| PASSAGE SHOWN |

EXAMINING MECHANISTIC UNDERPINNINGS OF CHEMORESISTANCE IN TRIPLE NEGATIVE BREAST CANCER

Abstract

Background: Triple negative breast cancer (TNBC) is not only the most aggressive subtype of breast cancer, but it does also not have many targeted therapeutic options due to the lack of hormone receptor expression and enrichment of HER2. TNBCs are also more prone to the development of chemoresistance and metastatic progression, which are the main obstacles to reducing TNBC-related mortality. Question: The objective of this study is to identify targetable key node (s) that contribute to the development of chemoresistance in TNBC. Method: Differentially expressed genes in TNBC patients with or without relapse were analyzed to select functionally important genes in chemoresistant TNBC. TRIM29 was selected based on survival analysis. Carboplatin-resistant TNBC cells were established to explore the phenotypic and molecular differences. Various growth and migration assays were used to explore the phenotype of chemoresistant TNBC cells. Expression of TRIM29 and related pathways were assessed by immunoblotting and immunofluorescence analysis. Cells with TRIM29-knockout (KO) were established by the CRISPR system. Result: Chemoresistant TNBC cells overexpress TRIM29. Exhibiting the functional importance, overexpression of TRIM29 in MDAMB231 confers resistance to carboplatin. A stable knockout of TRIM29 in carboplatin-resistant cells results in improved response to carboplatin. Mechanistically, an enhanced expression of β-catenin and YAP1 is observed in chemoresistant as well as TRIM29-overxpressing cells. Both β-catenin and YAP1 exhibit nuclear colocalization in TRIM29-overexpressing cells. TRIM29-KO in carboplatin-resistant HCC1806 results in a drastic decrease in β-catenin level, but, paradoxically an increased level of YAP1 is observed indicating a feedback loop demanding further investigation. Conclusion:Our findings implicate TRIM29 enrichment as an important node in chemoresistant TNBC that may concomitantly modulate YAP1 and β-catenin as downstream oncogenic effectors.

| EXERCISES TO COMPLETE |
- a) Can you condense the abstract's paragraph beginning "Background: Triple negative breast cancer" into a short bulleted list that keeps its main facts?
- b) Does each statement below agree with the abstract? Answer yes or no for each and quote the deciding words.
(i) TRIM29 was chosen on the basis of survival analysis.
(ii) Knocking out TRIM29 in carboplatin-resistant HCC1806 cells lowered YAP1 levels.
(iii) The TRIM29-knockout cells were created using RNA interference.

| SOURCE MATERIAL |
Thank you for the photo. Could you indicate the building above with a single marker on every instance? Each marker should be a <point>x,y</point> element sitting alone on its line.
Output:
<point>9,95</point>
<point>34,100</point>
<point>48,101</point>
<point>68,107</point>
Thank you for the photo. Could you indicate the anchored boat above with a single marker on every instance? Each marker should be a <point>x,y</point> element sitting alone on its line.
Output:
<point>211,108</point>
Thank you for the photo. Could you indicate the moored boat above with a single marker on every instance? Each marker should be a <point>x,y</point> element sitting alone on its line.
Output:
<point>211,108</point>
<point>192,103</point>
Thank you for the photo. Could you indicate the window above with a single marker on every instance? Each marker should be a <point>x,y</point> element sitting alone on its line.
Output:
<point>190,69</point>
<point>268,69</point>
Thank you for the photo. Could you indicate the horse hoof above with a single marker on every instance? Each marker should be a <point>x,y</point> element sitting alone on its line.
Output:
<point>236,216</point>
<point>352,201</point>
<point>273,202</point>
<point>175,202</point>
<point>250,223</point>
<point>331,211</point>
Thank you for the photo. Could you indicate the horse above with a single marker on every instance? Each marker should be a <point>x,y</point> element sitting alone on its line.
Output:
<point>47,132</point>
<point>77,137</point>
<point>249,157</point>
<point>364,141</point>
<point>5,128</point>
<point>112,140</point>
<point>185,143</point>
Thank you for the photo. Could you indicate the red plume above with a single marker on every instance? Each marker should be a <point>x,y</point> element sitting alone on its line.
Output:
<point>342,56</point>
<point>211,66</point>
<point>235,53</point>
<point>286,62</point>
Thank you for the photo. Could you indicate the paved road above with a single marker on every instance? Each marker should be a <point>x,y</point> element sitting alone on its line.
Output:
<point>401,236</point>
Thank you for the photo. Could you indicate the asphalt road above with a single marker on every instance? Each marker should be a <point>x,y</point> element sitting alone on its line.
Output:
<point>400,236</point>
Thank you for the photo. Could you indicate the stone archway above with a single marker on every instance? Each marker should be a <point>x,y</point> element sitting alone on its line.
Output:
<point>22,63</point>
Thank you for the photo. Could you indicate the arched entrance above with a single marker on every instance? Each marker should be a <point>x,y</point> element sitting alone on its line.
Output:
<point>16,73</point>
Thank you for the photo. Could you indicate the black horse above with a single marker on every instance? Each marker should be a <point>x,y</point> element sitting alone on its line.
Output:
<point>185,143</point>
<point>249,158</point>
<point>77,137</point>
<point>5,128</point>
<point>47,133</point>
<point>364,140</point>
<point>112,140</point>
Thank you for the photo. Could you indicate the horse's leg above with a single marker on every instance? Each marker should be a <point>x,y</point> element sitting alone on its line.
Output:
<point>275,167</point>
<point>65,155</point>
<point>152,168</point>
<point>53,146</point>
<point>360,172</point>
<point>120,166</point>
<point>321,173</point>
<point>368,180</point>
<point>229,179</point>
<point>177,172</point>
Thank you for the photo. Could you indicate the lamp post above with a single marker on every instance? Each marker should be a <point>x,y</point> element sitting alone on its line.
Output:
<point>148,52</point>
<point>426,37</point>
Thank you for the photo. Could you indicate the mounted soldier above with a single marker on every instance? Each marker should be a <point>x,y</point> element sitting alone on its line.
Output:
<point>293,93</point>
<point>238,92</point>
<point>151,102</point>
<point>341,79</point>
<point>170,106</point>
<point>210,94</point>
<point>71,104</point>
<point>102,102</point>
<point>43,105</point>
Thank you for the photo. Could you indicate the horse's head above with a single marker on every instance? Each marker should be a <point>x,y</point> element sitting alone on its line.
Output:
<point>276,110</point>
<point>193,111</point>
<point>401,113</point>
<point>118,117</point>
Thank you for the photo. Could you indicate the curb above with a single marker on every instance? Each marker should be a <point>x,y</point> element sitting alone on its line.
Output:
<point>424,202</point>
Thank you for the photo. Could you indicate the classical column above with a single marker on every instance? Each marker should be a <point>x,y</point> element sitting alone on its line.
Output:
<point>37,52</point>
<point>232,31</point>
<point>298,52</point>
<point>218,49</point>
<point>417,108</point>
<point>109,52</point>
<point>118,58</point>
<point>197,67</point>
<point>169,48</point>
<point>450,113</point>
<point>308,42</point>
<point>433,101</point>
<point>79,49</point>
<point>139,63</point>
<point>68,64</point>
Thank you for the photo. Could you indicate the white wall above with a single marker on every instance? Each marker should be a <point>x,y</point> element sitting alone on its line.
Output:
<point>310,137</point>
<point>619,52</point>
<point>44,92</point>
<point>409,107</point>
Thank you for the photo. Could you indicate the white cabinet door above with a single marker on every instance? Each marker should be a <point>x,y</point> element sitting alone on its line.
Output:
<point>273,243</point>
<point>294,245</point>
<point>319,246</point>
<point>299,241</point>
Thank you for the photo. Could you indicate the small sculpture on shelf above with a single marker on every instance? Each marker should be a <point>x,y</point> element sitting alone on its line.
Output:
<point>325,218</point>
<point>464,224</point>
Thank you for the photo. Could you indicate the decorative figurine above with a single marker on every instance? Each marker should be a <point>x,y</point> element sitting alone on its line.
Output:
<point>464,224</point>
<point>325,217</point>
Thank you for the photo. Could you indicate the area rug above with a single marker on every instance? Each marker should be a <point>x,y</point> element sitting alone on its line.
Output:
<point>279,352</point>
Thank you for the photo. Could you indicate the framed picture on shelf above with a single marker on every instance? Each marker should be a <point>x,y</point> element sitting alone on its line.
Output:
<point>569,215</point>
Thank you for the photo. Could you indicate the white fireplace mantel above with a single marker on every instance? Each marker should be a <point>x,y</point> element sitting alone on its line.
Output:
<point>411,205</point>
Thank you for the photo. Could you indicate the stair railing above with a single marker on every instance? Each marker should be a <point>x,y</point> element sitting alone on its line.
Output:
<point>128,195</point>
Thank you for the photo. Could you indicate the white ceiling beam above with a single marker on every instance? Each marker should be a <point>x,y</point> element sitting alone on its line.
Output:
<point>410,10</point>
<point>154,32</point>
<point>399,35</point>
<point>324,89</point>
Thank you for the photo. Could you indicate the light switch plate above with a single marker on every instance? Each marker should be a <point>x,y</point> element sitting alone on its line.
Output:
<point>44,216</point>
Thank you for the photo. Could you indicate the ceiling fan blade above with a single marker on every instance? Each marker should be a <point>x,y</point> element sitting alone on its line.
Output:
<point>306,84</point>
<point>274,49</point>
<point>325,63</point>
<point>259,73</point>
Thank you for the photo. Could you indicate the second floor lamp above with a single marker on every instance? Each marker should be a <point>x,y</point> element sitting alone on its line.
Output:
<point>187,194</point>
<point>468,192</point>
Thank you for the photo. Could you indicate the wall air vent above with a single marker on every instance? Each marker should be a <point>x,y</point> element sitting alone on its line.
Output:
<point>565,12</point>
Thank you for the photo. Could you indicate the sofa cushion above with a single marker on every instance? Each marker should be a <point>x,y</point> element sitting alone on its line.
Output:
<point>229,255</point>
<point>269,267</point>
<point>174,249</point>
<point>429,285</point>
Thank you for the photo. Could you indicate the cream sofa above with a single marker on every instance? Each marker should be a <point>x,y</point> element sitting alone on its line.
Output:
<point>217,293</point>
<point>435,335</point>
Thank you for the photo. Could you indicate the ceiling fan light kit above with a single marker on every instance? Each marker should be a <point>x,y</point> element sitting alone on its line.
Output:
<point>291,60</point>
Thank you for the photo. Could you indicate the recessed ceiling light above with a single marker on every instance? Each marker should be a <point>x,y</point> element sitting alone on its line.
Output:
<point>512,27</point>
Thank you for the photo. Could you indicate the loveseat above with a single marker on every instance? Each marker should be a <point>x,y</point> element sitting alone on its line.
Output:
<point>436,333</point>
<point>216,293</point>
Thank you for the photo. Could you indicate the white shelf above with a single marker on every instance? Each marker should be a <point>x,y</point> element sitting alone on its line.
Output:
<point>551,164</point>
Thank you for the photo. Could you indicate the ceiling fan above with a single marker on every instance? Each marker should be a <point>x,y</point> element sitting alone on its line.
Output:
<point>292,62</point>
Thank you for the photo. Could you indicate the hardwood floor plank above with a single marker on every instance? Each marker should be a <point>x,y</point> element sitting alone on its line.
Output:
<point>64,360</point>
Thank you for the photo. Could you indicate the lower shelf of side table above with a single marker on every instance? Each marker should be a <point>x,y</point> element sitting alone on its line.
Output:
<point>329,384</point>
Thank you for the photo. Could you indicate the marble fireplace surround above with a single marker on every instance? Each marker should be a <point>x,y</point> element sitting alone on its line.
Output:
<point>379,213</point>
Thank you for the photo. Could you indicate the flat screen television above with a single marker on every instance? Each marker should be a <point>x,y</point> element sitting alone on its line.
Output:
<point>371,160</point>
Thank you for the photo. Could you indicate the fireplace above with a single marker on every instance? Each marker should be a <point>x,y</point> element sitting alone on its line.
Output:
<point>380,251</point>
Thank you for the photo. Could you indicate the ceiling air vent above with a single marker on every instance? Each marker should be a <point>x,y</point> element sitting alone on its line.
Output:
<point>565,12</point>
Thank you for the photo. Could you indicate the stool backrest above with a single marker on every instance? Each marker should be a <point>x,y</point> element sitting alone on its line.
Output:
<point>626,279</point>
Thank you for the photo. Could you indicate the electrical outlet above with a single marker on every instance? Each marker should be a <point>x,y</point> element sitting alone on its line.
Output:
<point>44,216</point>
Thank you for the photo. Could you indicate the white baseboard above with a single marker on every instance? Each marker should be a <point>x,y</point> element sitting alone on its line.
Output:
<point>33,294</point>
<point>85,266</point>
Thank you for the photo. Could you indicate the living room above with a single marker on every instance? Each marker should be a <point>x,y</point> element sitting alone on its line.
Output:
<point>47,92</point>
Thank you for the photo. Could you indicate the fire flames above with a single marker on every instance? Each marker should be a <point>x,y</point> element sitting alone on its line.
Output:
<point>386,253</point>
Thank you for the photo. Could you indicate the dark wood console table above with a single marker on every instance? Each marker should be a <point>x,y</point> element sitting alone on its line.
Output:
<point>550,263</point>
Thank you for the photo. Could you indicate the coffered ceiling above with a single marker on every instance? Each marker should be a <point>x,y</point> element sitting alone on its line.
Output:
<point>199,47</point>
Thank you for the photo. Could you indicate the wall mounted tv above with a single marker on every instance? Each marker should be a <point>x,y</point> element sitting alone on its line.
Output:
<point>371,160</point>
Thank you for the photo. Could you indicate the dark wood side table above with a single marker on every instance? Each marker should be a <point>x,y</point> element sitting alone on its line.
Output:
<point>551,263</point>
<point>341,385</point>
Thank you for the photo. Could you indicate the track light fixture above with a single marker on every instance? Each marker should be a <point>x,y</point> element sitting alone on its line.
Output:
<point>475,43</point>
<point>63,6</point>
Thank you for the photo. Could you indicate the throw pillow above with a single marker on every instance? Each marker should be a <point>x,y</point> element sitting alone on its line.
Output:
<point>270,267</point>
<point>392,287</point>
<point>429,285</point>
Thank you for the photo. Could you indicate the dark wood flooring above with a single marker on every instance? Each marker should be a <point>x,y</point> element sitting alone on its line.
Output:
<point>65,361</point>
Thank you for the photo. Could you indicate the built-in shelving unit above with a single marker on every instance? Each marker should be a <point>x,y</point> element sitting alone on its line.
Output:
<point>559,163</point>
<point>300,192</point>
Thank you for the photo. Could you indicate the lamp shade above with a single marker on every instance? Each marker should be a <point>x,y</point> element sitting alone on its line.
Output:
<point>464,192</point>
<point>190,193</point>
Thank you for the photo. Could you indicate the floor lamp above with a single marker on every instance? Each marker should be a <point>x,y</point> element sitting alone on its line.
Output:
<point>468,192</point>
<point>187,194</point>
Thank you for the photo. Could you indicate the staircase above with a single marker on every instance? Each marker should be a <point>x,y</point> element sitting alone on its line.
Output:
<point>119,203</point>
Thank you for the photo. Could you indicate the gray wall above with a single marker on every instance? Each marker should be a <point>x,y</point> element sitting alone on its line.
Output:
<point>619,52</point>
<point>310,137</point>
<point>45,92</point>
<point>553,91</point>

| EXERCISE SOLUTIONS |
- a)
- **Background:** TNBC is the most aggressive breast cancer subtype. It has few targeted therapies because it lacks hormone receptor expression and HER2 enrichment. It is also prone to chemoresistance and metastatic progression.
- **Aim:** Identify targetable key nodes that drive chemoresistance in TNBC.
- **Methods:**
  - Differentially expressed genes were analyzed in TNBC patients with or without relapse.
  - TRIM29 was chosen by survival analysis.
  - Carboplatin-resistant TNBC cells were established.
  - Growth and migration assays, immunoblotting and immunofluorescence were used.
  - TRIM29-knockout cells were made with CRISPR.
- **Results:**
  - Chemoresistant cells overexpress TRIM29.
  - Overexpressing TRIM29 in MDAMB231 confers carboplatin resistance.
  - Knocking it out in resistant cells improves the response to carboplatin.
  - β-catenin and YAP1 are elevated and colocalize in the nucleus.
  - TRIM29-KO in resistant HCC1806 sharply lowers β-catenin but raises YAP1, indicating a feedback loop.
- **Conclusion:** TRIM29 enrichment is an important node in chemoresistant TNBC that may modulate YAP1 and β-catenin as downstream oncogenic effectors.

- b)
(i) Yes: "TRIM29 was selected based on survival analysis."
(ii) No: "paradoxically an increased level of YAP1 is observed"
(iii) No: "Cells with TRIM29-knockout (KO) were established by the CRISPR system."